ASSIGNMENT: Below is a listing; restate from it, character for character, the lines beginning at the line holding "Target: gray wood texture" and ending at the line holding "shown by (303,9).", both included.

DATASET CONTENT:
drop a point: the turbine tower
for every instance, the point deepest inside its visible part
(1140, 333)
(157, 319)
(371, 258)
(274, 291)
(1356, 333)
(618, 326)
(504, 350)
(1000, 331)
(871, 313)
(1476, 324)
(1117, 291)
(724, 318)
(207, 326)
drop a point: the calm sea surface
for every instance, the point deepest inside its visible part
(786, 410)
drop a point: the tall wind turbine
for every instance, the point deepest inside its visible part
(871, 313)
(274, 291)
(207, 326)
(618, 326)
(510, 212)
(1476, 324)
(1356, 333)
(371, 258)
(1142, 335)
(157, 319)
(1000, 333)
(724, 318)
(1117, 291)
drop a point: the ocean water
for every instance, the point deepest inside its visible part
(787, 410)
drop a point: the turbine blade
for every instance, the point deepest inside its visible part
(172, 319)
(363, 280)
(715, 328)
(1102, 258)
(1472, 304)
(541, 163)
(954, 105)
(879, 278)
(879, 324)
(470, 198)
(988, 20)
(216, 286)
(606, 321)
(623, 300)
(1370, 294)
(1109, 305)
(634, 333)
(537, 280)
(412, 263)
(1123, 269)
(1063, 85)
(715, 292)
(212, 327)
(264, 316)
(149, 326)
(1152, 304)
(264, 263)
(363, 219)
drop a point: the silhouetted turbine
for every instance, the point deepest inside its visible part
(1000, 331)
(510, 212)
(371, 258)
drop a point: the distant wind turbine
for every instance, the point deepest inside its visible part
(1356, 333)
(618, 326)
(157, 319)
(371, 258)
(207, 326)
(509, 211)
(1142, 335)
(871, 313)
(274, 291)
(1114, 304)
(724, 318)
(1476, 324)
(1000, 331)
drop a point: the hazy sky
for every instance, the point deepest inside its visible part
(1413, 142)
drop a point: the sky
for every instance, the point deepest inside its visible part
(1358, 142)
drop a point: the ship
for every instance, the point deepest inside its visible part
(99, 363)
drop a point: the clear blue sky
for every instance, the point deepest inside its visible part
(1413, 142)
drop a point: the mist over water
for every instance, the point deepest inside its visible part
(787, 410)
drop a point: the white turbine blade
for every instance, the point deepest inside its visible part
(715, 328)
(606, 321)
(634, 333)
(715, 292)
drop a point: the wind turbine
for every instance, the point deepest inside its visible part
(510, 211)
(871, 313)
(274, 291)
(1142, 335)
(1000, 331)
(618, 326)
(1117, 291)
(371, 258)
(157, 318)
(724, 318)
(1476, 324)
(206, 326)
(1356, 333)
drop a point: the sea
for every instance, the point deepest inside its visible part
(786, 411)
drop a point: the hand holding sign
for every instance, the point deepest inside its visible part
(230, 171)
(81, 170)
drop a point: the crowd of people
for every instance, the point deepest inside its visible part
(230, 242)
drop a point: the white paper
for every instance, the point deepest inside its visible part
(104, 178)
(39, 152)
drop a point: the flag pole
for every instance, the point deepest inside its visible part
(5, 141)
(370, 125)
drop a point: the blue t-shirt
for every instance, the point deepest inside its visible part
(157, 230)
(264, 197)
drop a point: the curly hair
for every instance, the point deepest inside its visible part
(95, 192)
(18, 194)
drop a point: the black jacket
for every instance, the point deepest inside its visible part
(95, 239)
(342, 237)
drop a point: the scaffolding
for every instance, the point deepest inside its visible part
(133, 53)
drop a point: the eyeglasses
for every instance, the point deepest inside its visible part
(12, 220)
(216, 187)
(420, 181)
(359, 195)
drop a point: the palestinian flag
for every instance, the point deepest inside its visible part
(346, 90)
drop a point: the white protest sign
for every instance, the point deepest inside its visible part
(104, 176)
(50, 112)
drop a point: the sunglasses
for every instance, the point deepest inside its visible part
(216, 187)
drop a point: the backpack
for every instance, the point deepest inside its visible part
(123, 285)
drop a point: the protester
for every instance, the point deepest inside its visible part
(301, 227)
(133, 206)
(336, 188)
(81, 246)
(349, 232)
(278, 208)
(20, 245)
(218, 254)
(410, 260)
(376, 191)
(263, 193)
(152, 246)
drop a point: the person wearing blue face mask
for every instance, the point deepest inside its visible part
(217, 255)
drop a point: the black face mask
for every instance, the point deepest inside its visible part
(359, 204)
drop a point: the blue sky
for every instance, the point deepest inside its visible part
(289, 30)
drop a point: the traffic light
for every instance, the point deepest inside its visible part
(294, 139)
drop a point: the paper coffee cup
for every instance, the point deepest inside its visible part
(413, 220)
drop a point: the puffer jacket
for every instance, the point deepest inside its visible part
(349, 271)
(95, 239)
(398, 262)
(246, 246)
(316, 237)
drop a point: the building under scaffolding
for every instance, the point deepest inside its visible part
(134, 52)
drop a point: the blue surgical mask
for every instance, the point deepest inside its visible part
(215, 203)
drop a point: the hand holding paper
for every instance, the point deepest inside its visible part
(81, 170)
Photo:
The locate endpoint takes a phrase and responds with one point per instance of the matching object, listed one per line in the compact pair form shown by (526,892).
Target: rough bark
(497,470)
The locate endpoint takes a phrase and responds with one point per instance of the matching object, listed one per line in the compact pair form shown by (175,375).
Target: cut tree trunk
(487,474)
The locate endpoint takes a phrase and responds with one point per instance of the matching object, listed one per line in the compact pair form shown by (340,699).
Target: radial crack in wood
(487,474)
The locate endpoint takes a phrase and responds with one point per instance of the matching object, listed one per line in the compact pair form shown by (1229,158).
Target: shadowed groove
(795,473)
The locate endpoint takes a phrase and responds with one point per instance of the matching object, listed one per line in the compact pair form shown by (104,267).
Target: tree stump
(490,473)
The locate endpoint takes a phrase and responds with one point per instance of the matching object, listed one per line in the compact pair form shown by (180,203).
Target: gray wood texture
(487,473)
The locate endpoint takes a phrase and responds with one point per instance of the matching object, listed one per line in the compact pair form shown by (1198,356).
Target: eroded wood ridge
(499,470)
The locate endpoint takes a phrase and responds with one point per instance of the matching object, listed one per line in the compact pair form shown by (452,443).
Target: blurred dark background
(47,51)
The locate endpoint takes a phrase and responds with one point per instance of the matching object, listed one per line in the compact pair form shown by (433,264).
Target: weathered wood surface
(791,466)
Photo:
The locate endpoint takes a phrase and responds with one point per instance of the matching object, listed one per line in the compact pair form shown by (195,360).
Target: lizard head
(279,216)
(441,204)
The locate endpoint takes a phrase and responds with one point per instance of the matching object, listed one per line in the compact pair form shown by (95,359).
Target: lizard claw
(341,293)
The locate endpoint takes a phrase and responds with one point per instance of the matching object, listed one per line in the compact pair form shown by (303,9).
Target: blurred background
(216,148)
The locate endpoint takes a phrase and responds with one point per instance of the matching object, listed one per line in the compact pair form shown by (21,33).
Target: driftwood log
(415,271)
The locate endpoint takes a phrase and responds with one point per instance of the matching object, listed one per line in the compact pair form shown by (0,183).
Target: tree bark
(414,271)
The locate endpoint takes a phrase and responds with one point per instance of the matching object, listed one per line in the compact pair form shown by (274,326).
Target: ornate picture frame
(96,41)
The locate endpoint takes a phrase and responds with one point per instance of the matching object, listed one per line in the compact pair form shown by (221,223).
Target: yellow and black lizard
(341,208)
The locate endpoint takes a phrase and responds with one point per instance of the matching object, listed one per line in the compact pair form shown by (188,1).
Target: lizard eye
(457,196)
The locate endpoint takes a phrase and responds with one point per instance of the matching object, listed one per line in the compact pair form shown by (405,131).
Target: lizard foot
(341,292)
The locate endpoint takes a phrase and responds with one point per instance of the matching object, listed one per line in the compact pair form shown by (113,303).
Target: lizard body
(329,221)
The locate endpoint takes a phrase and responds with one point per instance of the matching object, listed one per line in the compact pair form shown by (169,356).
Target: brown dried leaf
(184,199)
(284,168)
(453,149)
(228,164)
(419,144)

SOLUTION FOR THIS EXERCISE:
Target: gray wood texture
(487,473)
The locate endpoint takes a phrase and responds with one point per instance of the matching object, listed one per line in the compact pair form shown by (1198,356).
Target: eroded wood ridge
(499,470)
The locate endpoint takes a phrase and responds with one point per instance of the matching object, listed one per line in the compact pair form shown by (452,443).
Target: blurred dark background
(47,51)
The locate endpoint takes a phrase and responds with one point per instance of the matching object, listed one per line in the compact pair form shown by (433,264).
Target: weathered wood surface
(791,466)
Photo:
The locate endpoint takes a phrase and responds with one point per instance of the matching object, listed one per line in the compact pair form shown by (195,360).
Target: lizard head
(279,216)
(441,204)
The locate endpoint takes a phrase and responds with one point per instance of the matching object, listed one per line in the compact pair form shown by (95,359).
Target: lizard claw
(341,293)
The locate endpoint takes a phrase and responds with one point per instance of the matching object, listed one per line in the compact pair form shown by (303,9).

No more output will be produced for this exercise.